▶ **TASK TO CARRY OUT**: All of the data, from the first line to the last, should be reproduced without alteration.

DATASET RECORDS START

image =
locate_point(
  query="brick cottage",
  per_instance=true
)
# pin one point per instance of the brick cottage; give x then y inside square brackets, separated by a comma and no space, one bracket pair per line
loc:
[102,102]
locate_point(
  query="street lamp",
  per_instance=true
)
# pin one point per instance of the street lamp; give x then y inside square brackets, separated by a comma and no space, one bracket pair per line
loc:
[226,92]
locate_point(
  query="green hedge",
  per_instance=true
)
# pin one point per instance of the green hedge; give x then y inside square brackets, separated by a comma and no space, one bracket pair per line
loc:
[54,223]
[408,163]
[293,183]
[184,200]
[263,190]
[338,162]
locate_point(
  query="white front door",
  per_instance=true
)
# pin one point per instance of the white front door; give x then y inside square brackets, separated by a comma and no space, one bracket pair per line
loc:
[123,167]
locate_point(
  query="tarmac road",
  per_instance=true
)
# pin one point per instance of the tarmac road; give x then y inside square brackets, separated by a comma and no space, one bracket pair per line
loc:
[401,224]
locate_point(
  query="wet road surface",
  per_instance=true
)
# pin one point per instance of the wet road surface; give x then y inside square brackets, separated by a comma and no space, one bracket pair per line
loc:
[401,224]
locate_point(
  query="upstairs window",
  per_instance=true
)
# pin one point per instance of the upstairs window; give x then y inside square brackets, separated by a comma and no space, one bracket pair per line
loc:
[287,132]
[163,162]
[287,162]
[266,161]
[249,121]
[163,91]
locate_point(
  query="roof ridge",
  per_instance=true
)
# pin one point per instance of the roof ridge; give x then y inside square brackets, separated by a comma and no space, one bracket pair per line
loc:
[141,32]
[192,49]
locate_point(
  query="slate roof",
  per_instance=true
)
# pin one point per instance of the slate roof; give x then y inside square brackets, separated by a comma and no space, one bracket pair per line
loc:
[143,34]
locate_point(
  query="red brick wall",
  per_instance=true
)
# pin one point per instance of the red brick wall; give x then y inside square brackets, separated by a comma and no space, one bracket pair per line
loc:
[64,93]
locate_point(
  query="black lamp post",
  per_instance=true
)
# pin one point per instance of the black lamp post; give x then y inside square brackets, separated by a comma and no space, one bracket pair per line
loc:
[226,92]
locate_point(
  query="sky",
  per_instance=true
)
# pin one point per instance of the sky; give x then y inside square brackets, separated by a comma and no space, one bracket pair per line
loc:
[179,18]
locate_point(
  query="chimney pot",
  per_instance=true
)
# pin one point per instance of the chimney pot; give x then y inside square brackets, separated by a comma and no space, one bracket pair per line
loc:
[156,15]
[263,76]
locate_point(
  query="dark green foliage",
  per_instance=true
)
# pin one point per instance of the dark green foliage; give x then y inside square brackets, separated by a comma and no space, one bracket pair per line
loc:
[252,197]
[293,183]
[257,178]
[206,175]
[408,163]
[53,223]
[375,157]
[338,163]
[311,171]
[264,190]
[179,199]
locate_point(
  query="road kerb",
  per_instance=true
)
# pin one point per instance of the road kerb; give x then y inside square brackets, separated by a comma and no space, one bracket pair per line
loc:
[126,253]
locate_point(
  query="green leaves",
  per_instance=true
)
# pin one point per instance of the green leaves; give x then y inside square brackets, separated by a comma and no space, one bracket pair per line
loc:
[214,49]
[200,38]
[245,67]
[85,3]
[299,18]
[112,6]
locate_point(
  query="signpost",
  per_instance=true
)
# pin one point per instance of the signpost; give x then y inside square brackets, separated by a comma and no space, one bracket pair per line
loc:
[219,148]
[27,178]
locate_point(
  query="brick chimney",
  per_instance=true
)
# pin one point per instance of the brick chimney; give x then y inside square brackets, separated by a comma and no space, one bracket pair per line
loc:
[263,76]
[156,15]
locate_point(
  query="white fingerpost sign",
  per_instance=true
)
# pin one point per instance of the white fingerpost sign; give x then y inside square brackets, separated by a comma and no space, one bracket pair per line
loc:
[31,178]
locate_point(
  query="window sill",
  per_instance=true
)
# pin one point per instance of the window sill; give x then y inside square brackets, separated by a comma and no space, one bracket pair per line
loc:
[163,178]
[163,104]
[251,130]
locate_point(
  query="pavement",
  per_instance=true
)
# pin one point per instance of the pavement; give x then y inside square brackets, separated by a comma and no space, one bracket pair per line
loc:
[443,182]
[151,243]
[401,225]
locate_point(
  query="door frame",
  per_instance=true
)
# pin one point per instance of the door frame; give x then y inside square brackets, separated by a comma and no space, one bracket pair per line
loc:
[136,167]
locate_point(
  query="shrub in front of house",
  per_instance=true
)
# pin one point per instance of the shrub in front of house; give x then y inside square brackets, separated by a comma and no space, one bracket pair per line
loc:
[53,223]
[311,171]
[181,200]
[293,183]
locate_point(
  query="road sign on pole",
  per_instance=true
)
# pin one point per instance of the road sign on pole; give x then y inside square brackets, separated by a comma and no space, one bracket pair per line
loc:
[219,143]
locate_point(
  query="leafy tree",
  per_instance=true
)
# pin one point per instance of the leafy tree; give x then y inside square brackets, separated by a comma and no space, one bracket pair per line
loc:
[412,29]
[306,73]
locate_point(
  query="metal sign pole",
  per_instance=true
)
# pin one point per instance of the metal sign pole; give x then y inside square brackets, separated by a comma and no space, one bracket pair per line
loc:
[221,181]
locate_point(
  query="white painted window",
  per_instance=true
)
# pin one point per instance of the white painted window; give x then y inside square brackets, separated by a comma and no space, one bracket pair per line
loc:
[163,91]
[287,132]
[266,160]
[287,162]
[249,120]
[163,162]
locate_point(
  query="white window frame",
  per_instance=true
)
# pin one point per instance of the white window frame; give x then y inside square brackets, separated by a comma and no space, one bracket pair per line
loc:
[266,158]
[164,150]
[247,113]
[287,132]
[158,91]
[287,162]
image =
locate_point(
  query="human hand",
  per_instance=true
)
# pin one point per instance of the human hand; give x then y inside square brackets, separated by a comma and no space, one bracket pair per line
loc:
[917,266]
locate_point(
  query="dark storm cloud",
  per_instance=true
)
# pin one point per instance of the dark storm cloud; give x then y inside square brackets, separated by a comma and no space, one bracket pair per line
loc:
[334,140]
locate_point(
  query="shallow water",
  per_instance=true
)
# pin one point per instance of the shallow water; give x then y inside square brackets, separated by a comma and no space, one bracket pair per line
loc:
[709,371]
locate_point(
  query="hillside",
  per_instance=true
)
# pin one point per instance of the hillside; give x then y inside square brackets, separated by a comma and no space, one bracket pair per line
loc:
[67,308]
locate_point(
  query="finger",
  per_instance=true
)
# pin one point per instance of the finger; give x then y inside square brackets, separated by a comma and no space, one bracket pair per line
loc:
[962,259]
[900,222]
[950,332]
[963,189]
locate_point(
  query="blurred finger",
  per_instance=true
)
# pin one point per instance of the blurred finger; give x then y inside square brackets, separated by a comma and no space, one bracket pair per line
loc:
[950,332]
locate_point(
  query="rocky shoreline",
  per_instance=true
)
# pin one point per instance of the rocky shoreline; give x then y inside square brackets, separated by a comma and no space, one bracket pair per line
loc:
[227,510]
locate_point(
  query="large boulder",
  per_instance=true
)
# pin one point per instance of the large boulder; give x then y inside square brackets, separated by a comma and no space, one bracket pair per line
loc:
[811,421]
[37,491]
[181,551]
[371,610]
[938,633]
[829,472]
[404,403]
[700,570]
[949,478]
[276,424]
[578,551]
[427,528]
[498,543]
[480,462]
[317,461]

DATASET RECORDS END

▶ **ANSWER SPACE**:
image =
locate_point(
  query="brick cottage",
  per_instance=true
)
# pin one point per instance of the brick cottage; give x then y inside square brackets, separated by a comma and no space, one bracket pair per line
loc:
[102,102]
locate_point(
  query="street lamp",
  per_instance=true
)
# pin one point per instance of the street lamp; give x then y inside square brackets, separated by a comma and no space, one bracket pair per line
loc:
[226,92]
locate_point(
  query="green hedge",
  per_instance=true
)
# pin one point per instance of the green hedge; give x then y inside square brackets, separated by a comma and no space, one bracket pair per line
loc:
[54,223]
[408,163]
[293,183]
[184,200]
[263,190]
[338,162]
locate_point(
  query="white front door",
  per_instance=true
)
# pin one point per instance of the white front door; give x then y inside square brackets, separated by a comma and no space, one bracket pair per line
loc:
[123,167]
locate_point(
  query="tarmac road",
  per_instance=true
)
# pin one point per instance of the tarmac road; give x then y inside square brackets, separated by a comma and no space, one bracket pair per line
loc:
[401,224]
locate_point(
  query="wet road surface",
  per_instance=true
)
# pin one point per instance of the wet road surface; give x then y inside square brackets, separated by a comma and no space, one bracket pair per line
loc:
[401,224]
locate_point(
  query="upstairs window",
  per_instance=true
)
# pin one point per instance of the upstairs window; give x then y inside square brackets, separated by a comma and no space, one bracket pair per line
loc:
[287,132]
[163,162]
[287,162]
[266,161]
[249,121]
[163,91]
locate_point(
  query="roof ridge",
  per_instance=true
)
# pin one point per instance of the roof ridge; give x then y inside square brackets, separated by a comma and no space, one bracket pair per line
loc:
[141,32]
[192,49]
locate_point(
  query="slate roof",
  per_instance=true
)
# pin one point per instance of the slate roof; give x then y inside square brackets, separated by a comma and no space, one bracket pair per line
loc:
[143,34]
locate_point(
  query="red brick wall",
  per_instance=true
)
# pin one point per instance of the red brick wall; give x then y inside square brackets, separated by a comma and no space, one bracket pair per line
loc:
[64,93]
locate_point(
  query="black lamp post",
  per_instance=true
)
# pin one point per instance of the black lamp post; give x then y inside square brackets, separated by a comma and no space, one bracket pair per line
loc:
[226,92]
locate_point(
  query="sky",
  per_instance=true
)
# pin one point per instance of the sky; give x then y inside square brackets, separated by a comma and no space, one bracket pair per line
loc:
[179,18]
locate_point(
  query="chimney pot",
  per_instance=true
)
# pin one point per instance of the chimney pot; give x then y inside square brackets, separated by a comma and no space, one bracket pair per line
loc:
[156,15]
[263,76]
locate_point(
  query="dark green foliage",
  per_instance=true
)
# pin one point per instance of the dark green foliage; give x then y inside square brackets, separated by a comma and no space, one bracket pair per line
loc:
[252,197]
[293,183]
[257,178]
[206,175]
[408,163]
[53,223]
[375,157]
[338,163]
[311,171]
[264,190]
[179,199]
locate_point(
  query="road kerb",
  per_instance=true
)
# pin one point per instance of the road kerb; give x then y inside square brackets, separated by a comma and no space, one bracket pair per line
loc:
[126,253]
locate_point(
  query="green leaves",
  per_instance=true
)
# pin one point per instance of the green leaves; give x then y inside square brackets, separated by a comma and no space, one bracket pair per line
loc:
[214,49]
[200,38]
[245,67]
[85,3]
[299,18]
[112,6]
locate_point(
  query="signpost",
  per_instance=true
)
# pin one point per instance of the signpost; give x then y inside square brackets, separated by a comma and no space, one bracket pair per line
loc:
[219,148]
[27,178]
locate_point(
  query="brick chimney",
  per_instance=true
)
# pin one point per instance of the brick chimney; give x then y inside square brackets, separated by a comma and no space, one bracket pair per line
loc:
[263,76]
[156,15]
locate_point(
  query="white fingerpost sign",
  per_instance=true
)
# pin one point per instance of the white fingerpost sign; give x then y inside square brackets, separated by a comma and no space, one bracket pair per line
loc:
[31,178]
locate_point(
  query="window sill",
  per_instance=true
)
# pin one point per instance of the window sill; give x then y inside square brackets, separated by a comma and no space, one bracket pair per line
loc:
[163,178]
[163,104]
[251,130]
locate_point(
  query="pavement",
  per_instance=true
)
# pin one point per instance of the pavement; give x then y inside square brackets, separated by a comma and no space, one bracket pair per line
loc:
[443,182]
[151,243]
[401,225]
locate_point(
  query="door frame",
  per_instance=true
)
# pin one point per instance of the door frame; give x then y inside square brackets, separated by a comma and no space, one bracket pair per line
loc:
[136,167]
locate_point(
  query="shrub in front of house",
  per_instance=true
)
# pin one point per instance of the shrub in front of house; give x then y inside square brackets, separated by a comma and no space, one bracket pair per line
loc:
[53,223]
[311,171]
[181,200]
[293,183]
locate_point(
  query="road sign on pole",
  per_instance=true
)
# pin one point per instance of the road sign on pole; give x then y inside square brackets, separated by a comma and no space, one bracket pair per line
loc:
[219,143]
locate_point(
  query="leafy tree",
  per_instance=true
)
# pin one point per instance of the leafy tree; give x then y inside square brackets, separated by a comma and no space, one bracket pair per line
loc:
[412,29]
[306,73]
locate_point(
  query="metal sign pole",
  per_instance=true
)
# pin one point per instance of the metal sign pole; give x then y inside square brackets, separated by a comma and no space, one bracket pair per line
loc:
[221,181]
locate_point(
  query="white painted window",
  per_instance=true
)
# pin one point per instance of the white painted window; give x then y inside square brackets, separated by a comma and no space, one bracket pair per line
loc:
[163,91]
[287,132]
[266,160]
[287,162]
[249,120]
[163,162]
locate_point(
  query="white window frame",
  per_instance=true
)
# pin one point per instance of the white window frame; give x then y inside square brackets, separated by a comma and no space, one bracket pair per line
loc:
[266,158]
[164,150]
[247,113]
[287,132]
[158,91]
[287,162]
image =
locate_point(
  query="human hand",
  per_instance=true
)
# pin one point per instance of the human hand; give x then y inside square brackets, separated by a comma and no space, one bracket pair per line
loc:
[917,266]
locate_point(
  query="dark storm cloud",
  per_instance=true
)
# pin one point per instance of the dark storm cloud; give x then y inside square brackets, separated by a comma and no space, one bracket pair per line
loc:
[334,140]
locate_point(
  query="shallow water",
  per_instance=true
)
# pin one point per instance of the shallow water; give x then y inside square brackets, separated by a comma and no space, one bracket pair per line
loc:
[709,371]
locate_point(
  query="hillside",
  per_instance=true
)
# pin one point per instance of the hillside; give x then y inside square brackets, separated by a comma and no space, one bracket pair per line
loc:
[67,308]
locate_point(
  query="finger",
  per_instance=true
)
# pin one point per instance of the finger; give x then y inside square brackets, separated by a comma and no space, one bracket pair per line
loc:
[962,259]
[900,222]
[950,332]
[963,189]
locate_point(
  query="blurred finger",
  per_instance=true
)
# pin one point per instance of the blurred finger; give x then y inside square brackets, separated by a comma and no space, one bracket pair per line
loc:
[950,332]
locate_point(
  query="rocky shoreline",
  per_instance=true
)
# pin one point per instance of the rocky shoreline; give x then y inside square brackets, separated by a comma and no space, one bracket pair per line
loc:
[227,510]
locate_point(
  query="large boulder",
  per_instance=true
)
# pin one point per instance of the large boulder; give x then y inside square brackets, separated by a comma and no space, one bracket pair per line
loc:
[811,421]
[37,491]
[181,551]
[371,610]
[938,633]
[829,472]
[404,403]
[700,570]
[949,478]
[276,424]
[578,551]
[427,528]
[498,543]
[480,462]
[317,461]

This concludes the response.